Collection entries:
● ● ● ●
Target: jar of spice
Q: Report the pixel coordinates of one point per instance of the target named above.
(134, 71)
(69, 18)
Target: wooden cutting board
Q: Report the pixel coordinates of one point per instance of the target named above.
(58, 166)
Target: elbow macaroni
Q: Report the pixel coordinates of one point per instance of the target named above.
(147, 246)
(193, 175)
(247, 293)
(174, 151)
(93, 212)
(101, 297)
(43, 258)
● ● ● ●
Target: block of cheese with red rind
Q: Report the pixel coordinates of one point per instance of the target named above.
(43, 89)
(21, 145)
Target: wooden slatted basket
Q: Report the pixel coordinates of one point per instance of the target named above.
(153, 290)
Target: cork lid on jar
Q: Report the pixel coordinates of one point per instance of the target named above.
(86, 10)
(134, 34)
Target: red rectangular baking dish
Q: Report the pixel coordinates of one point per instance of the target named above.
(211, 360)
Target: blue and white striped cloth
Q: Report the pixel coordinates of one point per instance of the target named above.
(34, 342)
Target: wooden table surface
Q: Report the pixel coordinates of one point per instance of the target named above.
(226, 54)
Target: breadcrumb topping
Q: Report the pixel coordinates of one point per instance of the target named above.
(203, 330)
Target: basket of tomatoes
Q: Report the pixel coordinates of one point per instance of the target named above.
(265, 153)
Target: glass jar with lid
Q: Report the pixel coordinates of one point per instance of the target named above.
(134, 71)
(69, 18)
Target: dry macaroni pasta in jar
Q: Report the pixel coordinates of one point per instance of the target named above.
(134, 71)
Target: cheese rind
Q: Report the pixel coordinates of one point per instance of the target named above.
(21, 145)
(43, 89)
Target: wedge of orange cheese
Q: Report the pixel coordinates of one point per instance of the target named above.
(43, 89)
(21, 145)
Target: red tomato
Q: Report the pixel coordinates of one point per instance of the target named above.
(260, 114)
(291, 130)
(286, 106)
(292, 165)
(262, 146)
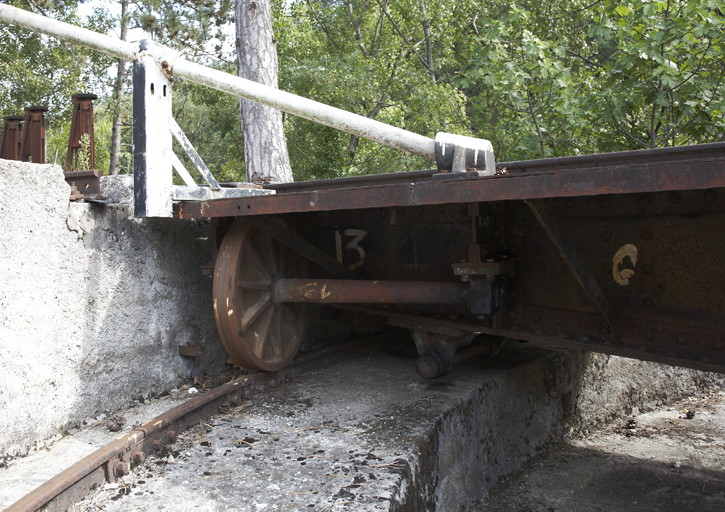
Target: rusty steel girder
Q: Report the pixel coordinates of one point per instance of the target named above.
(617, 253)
● ● ● ●
What to produce: Will you return exactly the lines above from the one with "Target: jar of spice" down to the one with "Target: elbow macaroni", counting both as part of the range?

Solution to this problem:
Target: jar of spice
Q: Report the pixel coordinates of one point per instance of the target named above.
(134, 71)
(69, 18)
Target: wooden cutting board
Q: Report the pixel coordinates of one point per instance of the target named above.
(58, 166)
Target: elbow macaroni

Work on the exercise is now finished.